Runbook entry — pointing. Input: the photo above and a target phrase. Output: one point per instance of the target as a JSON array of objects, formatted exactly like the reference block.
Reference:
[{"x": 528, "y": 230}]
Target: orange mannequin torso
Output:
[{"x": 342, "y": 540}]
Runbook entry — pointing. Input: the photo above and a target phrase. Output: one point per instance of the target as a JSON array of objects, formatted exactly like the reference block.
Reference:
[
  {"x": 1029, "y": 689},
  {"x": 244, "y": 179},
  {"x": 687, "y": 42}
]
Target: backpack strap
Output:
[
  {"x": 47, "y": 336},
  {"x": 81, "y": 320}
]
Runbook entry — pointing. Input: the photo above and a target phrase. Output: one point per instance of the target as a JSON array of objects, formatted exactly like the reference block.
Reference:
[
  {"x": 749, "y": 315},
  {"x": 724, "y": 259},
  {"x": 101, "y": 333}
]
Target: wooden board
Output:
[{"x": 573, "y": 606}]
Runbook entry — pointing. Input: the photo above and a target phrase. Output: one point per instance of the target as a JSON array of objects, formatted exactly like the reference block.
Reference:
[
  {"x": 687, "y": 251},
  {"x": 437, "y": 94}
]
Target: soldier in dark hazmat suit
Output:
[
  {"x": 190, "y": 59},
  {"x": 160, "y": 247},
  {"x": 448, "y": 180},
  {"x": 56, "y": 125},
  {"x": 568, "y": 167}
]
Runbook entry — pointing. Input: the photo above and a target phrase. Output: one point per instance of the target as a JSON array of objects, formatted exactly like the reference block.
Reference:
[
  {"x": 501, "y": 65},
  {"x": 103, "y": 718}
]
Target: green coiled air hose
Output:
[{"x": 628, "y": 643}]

-------

Task:
The records above must be retyped in full. Keep each one exactly as it is.

Solved problem:
Runbook entry — pointing. Input: the photo above and a target phrase. Output: one point per instance of the target as a JSON array of objects, formatted exactly like the reference block.
Reference:
[{"x": 528, "y": 230}]
Target: orange mannequin torso
Output:
[{"x": 342, "y": 540}]
Runbook entry — pointing. Input: the photo above and a target phrase. Output: one point per instance of the target as a JSON array of objects, formatted exactly like the reference block.
Reference:
[
  {"x": 1029, "y": 689},
  {"x": 244, "y": 179},
  {"x": 687, "y": 42}
]
Target: backpack strap
Output:
[
  {"x": 47, "y": 336},
  {"x": 81, "y": 320}
]
Runbook entry — pointing. Input: the photo above and a target phrase. Output: one point per instance of the target as a JSON array of objects, formatted exactly like the reference block.
Reference:
[
  {"x": 749, "y": 315},
  {"x": 724, "y": 259},
  {"x": 101, "y": 333}
]
Target: wooden board
Output:
[{"x": 573, "y": 606}]
Runbook entry — pointing. Input: the photo above and a target phrase. Output: one point per instance of the target as a JSON array of objects, formatted exactly like the reference block.
Reference:
[
  {"x": 687, "y": 251},
  {"x": 437, "y": 94}
]
Target: soldier in dark hazmat suit
Output:
[
  {"x": 190, "y": 59},
  {"x": 160, "y": 247},
  {"x": 448, "y": 180},
  {"x": 56, "y": 125},
  {"x": 568, "y": 167}
]
Runbook entry — pointing. Input: the photo above and a target phrase. Output: one point per instance of the target as a JSON array of objects, formatted exactly like the reference block.
Reference:
[
  {"x": 501, "y": 65},
  {"x": 103, "y": 718}
]
Target: green coiled air hose
Output:
[{"x": 628, "y": 643}]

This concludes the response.